» **THE REQUEST**: Print the rows word for word, beginning with the line that contains "train in this photo." and running through the end of the rows, both ends included.

» **INPUT MATERIAL**:

──────────

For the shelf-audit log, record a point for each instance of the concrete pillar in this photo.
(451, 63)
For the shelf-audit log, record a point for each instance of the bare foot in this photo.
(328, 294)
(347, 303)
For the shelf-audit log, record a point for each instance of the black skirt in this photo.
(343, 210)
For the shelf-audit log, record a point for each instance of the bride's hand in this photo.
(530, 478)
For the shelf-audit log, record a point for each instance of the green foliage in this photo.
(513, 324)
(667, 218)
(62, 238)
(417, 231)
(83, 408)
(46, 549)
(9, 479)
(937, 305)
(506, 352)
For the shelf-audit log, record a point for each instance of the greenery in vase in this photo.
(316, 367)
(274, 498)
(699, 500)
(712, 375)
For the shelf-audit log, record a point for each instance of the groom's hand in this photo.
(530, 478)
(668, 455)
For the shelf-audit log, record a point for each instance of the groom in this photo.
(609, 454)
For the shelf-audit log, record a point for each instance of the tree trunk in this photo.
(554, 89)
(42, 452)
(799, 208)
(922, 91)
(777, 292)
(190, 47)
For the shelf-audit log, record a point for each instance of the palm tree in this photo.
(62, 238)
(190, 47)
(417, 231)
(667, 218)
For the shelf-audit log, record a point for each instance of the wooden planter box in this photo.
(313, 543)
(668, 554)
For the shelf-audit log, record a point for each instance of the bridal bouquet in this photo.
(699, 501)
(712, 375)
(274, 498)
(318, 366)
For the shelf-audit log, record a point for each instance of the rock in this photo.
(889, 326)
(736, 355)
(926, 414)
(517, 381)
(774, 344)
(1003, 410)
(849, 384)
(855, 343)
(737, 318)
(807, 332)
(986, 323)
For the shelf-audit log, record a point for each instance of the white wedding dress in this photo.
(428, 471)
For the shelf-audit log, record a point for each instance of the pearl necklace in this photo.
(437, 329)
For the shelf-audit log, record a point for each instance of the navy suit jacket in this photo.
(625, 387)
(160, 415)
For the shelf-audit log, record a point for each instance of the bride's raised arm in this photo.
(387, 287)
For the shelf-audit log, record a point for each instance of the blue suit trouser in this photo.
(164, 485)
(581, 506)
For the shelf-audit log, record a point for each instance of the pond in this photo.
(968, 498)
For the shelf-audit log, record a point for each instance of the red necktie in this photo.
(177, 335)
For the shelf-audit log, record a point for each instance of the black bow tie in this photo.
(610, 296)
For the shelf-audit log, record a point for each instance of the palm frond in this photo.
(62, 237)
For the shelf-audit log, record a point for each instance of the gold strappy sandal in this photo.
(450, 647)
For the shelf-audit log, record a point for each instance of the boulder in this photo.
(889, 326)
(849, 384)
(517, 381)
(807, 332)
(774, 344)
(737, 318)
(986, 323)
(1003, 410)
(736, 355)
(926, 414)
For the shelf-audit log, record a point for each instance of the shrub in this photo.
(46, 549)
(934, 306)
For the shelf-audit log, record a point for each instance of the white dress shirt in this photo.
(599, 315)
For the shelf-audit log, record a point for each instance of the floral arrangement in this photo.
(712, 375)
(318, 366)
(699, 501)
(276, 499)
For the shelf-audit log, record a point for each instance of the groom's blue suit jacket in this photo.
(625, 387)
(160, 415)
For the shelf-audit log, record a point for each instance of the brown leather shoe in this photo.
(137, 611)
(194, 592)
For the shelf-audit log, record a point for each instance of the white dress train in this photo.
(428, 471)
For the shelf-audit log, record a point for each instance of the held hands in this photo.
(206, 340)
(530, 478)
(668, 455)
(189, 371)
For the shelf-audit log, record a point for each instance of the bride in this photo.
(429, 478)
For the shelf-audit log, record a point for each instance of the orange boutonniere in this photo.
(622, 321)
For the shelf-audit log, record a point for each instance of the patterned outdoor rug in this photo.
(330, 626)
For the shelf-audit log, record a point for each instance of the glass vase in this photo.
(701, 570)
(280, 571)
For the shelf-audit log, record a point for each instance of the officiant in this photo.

──────────

» **RESULT OF THIS EXERCISE**:
For the shelf-audit log, record a point for each instance of the white dress train in this photo.
(428, 471)
For the shelf-audit log, record a point for each instance of the held hands in this photo.
(206, 340)
(530, 478)
(668, 455)
(189, 371)
For the shelf-audit log, record a point for each instance of the bride in this photo.
(429, 478)
For the shelf-audit log, record a point for each instance of the orange boutonniere in this photo.
(622, 321)
For the shelf-audit log, record a point for each instance of the patterned outdoor rug in this photo.
(330, 626)
For the shelf-audit log, record a point for each instance of the glass vase in this photo.
(701, 570)
(280, 571)
For the shelf-audit log, record a point for each instance of the officiant in this photo.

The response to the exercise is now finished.